Everything from the line with "For every instance of the grass" to the end of the data should be restated word for word, and nothing before it.

— Start of Records provided —

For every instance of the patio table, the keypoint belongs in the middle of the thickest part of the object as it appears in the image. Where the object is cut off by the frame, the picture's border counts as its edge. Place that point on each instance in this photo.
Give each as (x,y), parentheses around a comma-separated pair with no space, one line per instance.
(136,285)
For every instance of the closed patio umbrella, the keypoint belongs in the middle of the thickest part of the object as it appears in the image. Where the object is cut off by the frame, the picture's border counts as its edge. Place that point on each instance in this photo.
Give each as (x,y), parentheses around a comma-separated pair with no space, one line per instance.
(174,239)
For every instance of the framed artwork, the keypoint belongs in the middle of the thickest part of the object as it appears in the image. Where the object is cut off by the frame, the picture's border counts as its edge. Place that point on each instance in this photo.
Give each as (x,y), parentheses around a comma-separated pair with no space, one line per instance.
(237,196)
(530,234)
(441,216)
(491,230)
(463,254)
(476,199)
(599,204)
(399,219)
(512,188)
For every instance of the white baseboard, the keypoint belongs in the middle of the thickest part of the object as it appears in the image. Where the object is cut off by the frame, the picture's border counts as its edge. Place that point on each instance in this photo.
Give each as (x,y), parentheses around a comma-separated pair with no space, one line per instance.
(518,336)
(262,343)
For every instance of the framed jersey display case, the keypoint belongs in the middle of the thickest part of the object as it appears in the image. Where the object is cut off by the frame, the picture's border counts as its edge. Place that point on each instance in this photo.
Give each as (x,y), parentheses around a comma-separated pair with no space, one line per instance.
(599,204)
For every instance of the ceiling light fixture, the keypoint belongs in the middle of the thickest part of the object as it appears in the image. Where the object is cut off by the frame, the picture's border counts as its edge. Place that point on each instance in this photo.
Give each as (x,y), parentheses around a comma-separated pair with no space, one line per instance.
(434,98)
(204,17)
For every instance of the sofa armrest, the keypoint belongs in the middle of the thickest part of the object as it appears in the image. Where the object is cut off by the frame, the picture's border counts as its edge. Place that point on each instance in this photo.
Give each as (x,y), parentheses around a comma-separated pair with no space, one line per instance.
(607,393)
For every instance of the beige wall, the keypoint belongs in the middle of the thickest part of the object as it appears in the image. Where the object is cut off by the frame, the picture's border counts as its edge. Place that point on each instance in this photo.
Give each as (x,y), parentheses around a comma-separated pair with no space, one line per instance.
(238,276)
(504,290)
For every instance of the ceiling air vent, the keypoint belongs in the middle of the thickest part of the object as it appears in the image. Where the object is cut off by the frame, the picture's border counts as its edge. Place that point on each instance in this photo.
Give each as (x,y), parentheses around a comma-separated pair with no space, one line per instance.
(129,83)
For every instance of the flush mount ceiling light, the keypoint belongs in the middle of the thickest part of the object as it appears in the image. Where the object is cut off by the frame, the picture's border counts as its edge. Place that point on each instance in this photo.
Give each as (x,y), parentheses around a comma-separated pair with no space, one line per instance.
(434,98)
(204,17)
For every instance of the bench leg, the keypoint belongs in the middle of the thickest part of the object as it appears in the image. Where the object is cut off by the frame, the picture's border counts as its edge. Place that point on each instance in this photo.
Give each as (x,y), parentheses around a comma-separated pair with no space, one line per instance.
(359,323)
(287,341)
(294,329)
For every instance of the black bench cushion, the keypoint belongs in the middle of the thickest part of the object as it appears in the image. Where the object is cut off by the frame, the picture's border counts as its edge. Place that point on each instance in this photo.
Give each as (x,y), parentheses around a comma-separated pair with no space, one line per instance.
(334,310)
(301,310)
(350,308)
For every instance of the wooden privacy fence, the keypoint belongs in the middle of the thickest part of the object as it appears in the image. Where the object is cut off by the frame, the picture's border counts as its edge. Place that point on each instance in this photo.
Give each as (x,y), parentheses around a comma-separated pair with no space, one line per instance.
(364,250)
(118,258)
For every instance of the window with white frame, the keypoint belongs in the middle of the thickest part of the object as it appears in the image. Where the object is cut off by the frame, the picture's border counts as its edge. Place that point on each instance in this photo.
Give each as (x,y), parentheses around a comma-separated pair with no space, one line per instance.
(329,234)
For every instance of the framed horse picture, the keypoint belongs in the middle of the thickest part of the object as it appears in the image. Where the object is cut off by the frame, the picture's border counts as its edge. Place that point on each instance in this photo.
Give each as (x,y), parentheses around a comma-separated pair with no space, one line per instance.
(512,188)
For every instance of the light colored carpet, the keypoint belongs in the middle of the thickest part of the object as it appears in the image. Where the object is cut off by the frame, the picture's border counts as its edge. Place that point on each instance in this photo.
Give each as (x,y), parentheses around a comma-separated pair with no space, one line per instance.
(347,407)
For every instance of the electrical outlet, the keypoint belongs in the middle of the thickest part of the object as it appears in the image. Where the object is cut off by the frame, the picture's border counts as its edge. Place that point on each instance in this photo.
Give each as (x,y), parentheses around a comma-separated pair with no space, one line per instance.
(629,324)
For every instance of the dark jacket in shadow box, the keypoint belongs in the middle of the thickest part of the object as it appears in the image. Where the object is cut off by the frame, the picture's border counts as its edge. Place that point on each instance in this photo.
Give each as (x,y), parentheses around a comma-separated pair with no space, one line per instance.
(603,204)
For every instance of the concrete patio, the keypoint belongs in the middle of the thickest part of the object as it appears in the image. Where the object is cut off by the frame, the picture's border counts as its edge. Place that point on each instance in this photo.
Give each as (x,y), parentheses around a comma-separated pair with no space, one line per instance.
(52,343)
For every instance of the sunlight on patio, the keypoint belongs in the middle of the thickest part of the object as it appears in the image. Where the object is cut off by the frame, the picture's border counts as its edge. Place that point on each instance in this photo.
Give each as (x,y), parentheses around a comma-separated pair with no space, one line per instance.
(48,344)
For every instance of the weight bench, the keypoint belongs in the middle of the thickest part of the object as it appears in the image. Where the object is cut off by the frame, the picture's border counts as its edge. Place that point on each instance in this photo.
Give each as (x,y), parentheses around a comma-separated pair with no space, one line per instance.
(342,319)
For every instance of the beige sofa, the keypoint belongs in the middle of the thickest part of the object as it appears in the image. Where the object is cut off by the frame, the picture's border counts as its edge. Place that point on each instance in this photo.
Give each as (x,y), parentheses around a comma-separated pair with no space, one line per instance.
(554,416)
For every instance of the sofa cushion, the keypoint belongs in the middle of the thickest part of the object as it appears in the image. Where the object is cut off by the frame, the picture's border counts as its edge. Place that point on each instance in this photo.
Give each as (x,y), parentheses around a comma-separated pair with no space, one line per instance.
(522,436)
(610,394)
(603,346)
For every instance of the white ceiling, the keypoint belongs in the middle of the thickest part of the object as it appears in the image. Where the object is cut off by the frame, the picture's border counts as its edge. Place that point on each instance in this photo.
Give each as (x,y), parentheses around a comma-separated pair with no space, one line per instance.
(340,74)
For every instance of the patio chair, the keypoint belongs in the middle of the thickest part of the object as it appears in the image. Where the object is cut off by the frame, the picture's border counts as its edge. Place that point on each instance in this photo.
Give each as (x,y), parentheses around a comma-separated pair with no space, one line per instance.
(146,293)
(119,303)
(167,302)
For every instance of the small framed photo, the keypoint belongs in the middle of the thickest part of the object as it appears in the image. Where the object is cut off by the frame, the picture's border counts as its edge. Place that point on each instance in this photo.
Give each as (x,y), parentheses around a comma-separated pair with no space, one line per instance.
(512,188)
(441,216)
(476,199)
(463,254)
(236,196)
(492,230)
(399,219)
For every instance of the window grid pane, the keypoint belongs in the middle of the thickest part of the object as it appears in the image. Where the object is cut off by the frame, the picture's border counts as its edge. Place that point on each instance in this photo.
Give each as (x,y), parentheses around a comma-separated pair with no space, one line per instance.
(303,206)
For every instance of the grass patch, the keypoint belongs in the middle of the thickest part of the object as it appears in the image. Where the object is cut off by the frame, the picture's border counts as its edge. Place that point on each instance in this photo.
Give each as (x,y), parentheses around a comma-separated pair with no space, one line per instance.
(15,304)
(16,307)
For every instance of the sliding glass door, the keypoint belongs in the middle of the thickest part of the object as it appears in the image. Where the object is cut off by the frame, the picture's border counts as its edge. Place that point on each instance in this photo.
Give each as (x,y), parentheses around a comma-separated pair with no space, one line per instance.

— End of Records provided —

• Solution to the exercise
For every instance of the grass patch, the keypoint belongs in the middle of the thickest part of the object as it appears in the image. Where the object is cut off by the frame, the picture's border counts as its edge. Place that point on each instance in this photo.
Give each as (x,y), parentheses around a comma-separated pair with no space, one line per instance.
(15,304)
(16,307)
For every instance of the sliding glass door, the keypoint belongs in the middle of the thickest part of the object as it appears in the image. Where the object is cut off by the frame, the picture's border counts as its edge. Place that point on each instance in this photo.
Give each as (x,y), parentheses around a comma-separated pair with no space, one line per instance.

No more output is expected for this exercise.